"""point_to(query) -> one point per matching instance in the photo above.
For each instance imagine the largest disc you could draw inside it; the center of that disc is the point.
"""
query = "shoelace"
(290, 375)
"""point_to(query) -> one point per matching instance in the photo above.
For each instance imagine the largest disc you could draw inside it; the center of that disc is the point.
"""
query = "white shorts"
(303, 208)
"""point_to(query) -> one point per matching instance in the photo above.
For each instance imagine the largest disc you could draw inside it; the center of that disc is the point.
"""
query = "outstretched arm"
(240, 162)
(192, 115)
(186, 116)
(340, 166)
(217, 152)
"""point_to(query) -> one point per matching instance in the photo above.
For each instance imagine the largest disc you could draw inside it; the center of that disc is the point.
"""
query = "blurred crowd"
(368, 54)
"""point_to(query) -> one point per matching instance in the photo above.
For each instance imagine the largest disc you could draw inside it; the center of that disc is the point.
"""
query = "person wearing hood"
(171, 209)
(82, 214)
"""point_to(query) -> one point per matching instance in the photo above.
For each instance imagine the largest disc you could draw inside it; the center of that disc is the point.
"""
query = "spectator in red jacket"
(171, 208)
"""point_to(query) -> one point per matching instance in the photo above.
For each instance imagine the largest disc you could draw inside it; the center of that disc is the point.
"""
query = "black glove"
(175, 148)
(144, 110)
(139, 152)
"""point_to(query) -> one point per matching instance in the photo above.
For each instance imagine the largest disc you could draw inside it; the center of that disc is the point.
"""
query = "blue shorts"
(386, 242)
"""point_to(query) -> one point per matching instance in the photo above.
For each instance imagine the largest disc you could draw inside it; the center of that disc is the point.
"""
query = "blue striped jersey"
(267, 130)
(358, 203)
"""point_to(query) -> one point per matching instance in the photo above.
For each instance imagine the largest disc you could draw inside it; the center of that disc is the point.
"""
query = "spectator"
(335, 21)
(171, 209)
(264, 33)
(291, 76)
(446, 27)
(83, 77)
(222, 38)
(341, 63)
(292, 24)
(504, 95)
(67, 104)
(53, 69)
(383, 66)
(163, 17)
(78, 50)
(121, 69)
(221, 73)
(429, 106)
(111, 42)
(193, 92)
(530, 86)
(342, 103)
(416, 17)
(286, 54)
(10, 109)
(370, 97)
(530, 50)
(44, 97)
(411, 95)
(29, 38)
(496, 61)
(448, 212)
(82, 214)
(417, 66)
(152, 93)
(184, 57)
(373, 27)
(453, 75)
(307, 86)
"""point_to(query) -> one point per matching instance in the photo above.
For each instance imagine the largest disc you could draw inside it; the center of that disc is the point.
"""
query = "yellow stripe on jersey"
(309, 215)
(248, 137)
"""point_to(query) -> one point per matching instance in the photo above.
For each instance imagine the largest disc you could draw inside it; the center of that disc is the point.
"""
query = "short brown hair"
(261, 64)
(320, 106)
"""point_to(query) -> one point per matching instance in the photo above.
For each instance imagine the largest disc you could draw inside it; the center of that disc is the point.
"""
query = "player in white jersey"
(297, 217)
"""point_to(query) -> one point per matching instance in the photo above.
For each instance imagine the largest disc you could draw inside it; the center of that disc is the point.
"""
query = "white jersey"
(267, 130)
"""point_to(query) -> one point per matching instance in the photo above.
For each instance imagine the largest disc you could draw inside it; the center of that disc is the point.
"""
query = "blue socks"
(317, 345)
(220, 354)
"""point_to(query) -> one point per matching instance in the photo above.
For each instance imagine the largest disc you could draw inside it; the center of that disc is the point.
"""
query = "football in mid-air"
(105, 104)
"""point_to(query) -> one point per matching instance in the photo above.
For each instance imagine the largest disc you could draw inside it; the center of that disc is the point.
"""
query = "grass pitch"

PROBLEM TO WORK ON:
Please print the whole of the material verbatim.

YOUR RESPONSE:
"""point_to(query) -> one point per matching instance in the photo above.
For each instance imagine the largest disc you could draw inside it; the center of that disc is the point.
"""
query = "shoelace"
(290, 375)
"""point_to(query) -> one point per matching instance in the photo above.
For each instance imagine the largest disc you could draw inside it; the center of that disc is the point.
"""
query = "white shorts"
(303, 208)
"""point_to(query) -> one point per matching instance in the photo above.
For each instance imagine the largest disc you could draw inside it; the center of that disc is the point.
"""
query = "outstretched arm"
(240, 162)
(192, 115)
(186, 116)
(340, 166)
(217, 152)
"""point_to(query) -> one point per matching instance in the photo above.
For each instance imagine the largest disc you could draw inside it; the center of that disc is the point.
"""
query = "blurred crowd"
(368, 54)
"""point_to(query) -> one point per matching instance in the photo above.
For each instance imagine the largest disc you could draw inside it; the center of that disc is the point.
"""
query = "person wearing hood"
(171, 209)
(82, 214)
"""point_to(query) -> one point per matching instance in the photo above.
For each instance imagine the largest disc you could draw inside it; the center of that disc is the point.
"""
query = "spectator in red jacket"
(171, 208)
"""point_to(query) -> one point per matching instance in the photo above.
For each instance imagine the largest disc you could draw inside it; the center of that disc is the point.
"""
query = "black glove"
(175, 148)
(144, 110)
(139, 152)
"""point_to(query) -> one point per matching instance in the photo above.
For each instance imagine the largest disc you could draw inside it; the center of that disc is the point.
"""
query = "blue shorts"
(386, 242)
"""point_to(query) -> one point per matching instance in the photo above.
For each instance imagine the largest disc you could draw inside it; the center of that disc is the point.
"""
query = "blue striped jersey"
(267, 130)
(358, 203)
"""point_to(query) -> one point per matching instance in the photo above.
For each instance imagine the largest disc you could draw inside it; the center of that disc is the point.
"""
query = "spectator"
(335, 21)
(171, 209)
(264, 33)
(291, 76)
(446, 27)
(83, 77)
(222, 38)
(341, 63)
(292, 24)
(504, 95)
(67, 104)
(53, 69)
(383, 66)
(163, 17)
(78, 50)
(121, 69)
(221, 73)
(429, 106)
(111, 42)
(193, 92)
(530, 86)
(342, 103)
(416, 17)
(286, 54)
(10, 109)
(370, 97)
(530, 50)
(44, 97)
(411, 95)
(29, 38)
(496, 61)
(448, 212)
(82, 214)
(417, 66)
(152, 93)
(184, 57)
(373, 27)
(453, 75)
(307, 86)
"""point_to(query) -> one point per matching instance in the photo above.
For each instance imagine the largest disc you could draw inside it; the center of that disc is the point.
"""
query = "yellow stripe on jersey"
(309, 215)
(248, 137)
"""point_to(query) -> one point per matching instance in the photo above.
For each instance imagine the largest disc you could draw inside it; the center of that disc is the point.
"""
query = "short brown hair"
(261, 64)
(320, 106)
"""point_to(query) -> one point per matching instance in the photo above.
For each instance imagine the largest disc you could draw inside it; the center of that disc is the point.
"""
query = "player in white jersey"
(297, 217)
"""point_to(query) -> one point per matching instance in the photo above.
For each instance imagine the largest disc you could draw inside it; the center of that disc is the point.
"""
query = "white jersey"
(267, 130)
"""point_to(query) -> one point per matching instance in the photo above.
For each instance imagine the largest disc you could draw inside it; the center of that disc is the point.
"""
query = "blue socks"
(317, 345)
(220, 354)
"""point_to(query) -> one point per matching instance in the photo above.
For each instance imagine the largest disc you could draw inside it; the center of that disc is the point.
"""
query = "football in mid-air"
(105, 104)
"""point_to(query) -> one point per matching instance in the photo above.
For each instance imagine the largest disc you could draw inside it; the center of that disc is the point.
"""
query = "grass pitch"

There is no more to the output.